_Written instruction_
Count the lines of the material below that contain the string "wooden". Reply with only the number.

_Data in this exercise_

◆ ◆ ◆ ◆ ◆

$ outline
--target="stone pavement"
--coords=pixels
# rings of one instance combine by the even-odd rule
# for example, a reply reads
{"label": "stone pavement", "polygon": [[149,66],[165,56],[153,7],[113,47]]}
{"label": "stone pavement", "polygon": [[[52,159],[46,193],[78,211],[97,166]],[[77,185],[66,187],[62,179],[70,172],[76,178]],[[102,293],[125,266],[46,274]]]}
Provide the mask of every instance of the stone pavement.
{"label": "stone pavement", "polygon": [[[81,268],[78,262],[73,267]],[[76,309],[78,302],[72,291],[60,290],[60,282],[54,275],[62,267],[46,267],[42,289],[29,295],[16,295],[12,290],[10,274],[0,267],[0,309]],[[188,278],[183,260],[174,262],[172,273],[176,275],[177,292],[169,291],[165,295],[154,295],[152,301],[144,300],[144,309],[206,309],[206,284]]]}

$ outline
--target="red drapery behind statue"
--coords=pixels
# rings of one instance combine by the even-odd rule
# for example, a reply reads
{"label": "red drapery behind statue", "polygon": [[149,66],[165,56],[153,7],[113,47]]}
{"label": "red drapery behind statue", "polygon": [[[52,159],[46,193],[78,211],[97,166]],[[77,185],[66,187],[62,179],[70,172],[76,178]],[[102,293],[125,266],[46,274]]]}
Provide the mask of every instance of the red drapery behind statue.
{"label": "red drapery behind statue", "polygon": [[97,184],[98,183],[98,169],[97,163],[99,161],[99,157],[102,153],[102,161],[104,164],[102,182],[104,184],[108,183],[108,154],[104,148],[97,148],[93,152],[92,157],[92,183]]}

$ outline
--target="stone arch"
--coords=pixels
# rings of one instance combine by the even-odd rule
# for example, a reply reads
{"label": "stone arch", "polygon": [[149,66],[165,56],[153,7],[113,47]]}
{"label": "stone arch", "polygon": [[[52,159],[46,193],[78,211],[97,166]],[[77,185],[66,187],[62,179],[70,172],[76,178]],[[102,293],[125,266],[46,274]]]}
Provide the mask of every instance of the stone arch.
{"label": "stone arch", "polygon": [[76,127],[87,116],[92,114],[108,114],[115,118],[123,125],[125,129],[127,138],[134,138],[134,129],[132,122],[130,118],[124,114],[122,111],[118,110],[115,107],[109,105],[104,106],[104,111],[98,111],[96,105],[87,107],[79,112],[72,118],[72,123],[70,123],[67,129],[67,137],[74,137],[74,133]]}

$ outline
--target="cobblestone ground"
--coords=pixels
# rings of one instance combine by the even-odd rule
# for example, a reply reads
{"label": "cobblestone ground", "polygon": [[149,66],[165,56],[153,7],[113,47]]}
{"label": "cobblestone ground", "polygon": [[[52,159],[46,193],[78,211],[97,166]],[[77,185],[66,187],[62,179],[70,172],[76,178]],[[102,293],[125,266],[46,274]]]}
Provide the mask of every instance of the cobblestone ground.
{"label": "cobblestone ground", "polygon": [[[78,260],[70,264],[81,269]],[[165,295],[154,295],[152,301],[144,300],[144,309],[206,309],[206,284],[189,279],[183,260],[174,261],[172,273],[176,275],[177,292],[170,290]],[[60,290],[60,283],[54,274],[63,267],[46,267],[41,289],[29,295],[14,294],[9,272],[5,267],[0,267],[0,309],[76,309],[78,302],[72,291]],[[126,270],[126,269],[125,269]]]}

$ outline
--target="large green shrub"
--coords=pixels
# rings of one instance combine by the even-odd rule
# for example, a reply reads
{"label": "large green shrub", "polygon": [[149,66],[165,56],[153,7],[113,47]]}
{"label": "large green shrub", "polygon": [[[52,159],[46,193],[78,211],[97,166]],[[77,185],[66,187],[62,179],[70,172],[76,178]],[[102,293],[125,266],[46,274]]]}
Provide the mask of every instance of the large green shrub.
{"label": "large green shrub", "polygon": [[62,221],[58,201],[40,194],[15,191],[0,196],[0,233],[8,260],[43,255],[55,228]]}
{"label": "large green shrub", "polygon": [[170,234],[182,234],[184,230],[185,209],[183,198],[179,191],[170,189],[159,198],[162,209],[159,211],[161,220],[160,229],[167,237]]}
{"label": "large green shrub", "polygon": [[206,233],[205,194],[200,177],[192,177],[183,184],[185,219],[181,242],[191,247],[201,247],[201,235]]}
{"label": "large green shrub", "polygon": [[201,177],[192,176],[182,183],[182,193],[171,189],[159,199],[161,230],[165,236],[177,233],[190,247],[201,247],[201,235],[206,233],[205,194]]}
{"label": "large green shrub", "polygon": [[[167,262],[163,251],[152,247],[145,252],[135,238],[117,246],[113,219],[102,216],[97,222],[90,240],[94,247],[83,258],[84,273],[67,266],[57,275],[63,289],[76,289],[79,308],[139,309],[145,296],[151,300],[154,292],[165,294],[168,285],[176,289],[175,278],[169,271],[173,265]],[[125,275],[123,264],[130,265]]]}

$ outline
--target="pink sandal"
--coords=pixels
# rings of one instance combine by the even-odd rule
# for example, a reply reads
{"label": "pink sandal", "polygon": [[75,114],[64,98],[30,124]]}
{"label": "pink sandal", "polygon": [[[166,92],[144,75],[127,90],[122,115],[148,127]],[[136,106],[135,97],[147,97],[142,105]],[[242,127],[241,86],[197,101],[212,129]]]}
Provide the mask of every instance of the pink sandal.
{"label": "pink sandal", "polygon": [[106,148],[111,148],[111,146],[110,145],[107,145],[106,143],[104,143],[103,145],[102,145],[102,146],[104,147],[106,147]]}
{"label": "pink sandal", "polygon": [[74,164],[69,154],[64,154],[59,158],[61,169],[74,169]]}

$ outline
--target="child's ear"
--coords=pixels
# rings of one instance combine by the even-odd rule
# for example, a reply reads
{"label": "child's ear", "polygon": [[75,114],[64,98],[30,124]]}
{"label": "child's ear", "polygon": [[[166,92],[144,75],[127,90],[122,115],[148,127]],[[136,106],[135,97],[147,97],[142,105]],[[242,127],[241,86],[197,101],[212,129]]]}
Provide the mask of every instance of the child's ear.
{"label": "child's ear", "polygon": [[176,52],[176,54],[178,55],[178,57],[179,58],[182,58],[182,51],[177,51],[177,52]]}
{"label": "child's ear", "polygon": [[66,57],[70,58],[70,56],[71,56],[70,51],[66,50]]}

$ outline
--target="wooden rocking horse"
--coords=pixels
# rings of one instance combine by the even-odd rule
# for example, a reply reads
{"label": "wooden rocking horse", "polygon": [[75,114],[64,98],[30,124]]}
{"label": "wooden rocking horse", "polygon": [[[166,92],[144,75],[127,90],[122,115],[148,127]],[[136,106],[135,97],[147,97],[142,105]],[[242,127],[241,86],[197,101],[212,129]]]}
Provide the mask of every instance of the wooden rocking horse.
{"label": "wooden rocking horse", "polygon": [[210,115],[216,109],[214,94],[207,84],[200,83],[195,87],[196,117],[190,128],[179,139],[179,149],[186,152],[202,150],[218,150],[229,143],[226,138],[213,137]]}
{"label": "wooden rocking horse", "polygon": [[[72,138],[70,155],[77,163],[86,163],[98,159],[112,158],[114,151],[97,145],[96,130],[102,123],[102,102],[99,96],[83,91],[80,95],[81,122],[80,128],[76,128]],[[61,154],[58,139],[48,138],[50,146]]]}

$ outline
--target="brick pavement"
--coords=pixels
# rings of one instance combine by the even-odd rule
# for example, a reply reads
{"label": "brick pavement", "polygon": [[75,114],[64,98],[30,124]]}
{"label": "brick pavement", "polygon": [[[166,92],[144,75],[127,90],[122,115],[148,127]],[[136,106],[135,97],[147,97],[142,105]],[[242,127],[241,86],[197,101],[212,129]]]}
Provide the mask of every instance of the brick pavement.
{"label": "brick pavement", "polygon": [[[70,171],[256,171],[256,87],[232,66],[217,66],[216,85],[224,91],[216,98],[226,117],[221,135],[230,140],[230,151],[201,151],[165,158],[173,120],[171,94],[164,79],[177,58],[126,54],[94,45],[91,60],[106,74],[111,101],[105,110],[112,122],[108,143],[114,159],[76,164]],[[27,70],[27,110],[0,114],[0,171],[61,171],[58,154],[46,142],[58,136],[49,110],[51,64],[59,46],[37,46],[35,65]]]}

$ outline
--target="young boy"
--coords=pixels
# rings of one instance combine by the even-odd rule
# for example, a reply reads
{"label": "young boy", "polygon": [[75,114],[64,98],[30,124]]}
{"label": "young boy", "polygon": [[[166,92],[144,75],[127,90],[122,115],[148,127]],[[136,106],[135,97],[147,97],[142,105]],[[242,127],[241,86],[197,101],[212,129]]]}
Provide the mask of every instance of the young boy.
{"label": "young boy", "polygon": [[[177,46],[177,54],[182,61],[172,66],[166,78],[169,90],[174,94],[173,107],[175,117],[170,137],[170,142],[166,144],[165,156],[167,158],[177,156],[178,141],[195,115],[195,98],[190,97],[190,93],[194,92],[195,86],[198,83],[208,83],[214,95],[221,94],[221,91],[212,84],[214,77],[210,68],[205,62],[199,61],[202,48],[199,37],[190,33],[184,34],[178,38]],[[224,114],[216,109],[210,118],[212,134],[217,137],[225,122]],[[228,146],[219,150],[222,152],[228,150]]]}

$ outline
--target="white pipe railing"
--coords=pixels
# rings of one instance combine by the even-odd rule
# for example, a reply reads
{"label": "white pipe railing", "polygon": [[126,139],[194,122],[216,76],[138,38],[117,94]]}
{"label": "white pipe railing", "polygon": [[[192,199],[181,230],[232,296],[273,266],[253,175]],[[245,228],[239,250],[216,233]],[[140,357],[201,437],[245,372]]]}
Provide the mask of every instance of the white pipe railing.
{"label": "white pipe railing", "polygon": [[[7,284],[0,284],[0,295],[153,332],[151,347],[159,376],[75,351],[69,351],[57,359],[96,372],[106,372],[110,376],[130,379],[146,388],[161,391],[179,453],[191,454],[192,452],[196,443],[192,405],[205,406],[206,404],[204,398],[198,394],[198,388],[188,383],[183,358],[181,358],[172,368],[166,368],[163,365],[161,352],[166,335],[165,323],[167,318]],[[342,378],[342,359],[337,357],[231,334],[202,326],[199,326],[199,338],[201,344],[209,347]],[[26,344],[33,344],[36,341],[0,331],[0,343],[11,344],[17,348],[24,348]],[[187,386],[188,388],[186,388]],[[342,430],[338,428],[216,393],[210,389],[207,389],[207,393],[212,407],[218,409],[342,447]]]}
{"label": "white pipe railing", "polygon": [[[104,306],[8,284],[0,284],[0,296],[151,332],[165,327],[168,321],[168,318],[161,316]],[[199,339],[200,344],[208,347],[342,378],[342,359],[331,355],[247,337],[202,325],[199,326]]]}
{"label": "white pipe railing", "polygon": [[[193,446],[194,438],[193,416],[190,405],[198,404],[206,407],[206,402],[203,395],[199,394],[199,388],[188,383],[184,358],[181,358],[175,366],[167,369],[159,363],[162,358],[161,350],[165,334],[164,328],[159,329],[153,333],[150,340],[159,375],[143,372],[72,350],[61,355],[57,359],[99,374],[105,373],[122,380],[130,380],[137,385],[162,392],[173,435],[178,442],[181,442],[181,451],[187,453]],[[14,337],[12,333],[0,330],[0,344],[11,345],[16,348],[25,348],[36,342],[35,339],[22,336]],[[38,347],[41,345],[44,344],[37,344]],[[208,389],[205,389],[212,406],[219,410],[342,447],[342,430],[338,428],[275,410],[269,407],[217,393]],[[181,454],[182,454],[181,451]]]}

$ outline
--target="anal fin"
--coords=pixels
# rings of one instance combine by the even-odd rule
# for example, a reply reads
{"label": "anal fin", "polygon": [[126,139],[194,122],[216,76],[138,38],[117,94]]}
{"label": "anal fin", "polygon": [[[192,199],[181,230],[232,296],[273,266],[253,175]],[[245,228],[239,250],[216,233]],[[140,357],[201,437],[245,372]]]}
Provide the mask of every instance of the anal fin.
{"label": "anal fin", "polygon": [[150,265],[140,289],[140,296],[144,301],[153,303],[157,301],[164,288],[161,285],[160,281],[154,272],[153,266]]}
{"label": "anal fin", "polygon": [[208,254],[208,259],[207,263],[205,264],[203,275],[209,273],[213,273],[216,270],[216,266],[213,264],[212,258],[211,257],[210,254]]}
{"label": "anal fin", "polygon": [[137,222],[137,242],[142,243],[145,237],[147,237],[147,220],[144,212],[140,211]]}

◆ ◆ ◆ ◆ ◆

_Answer_
6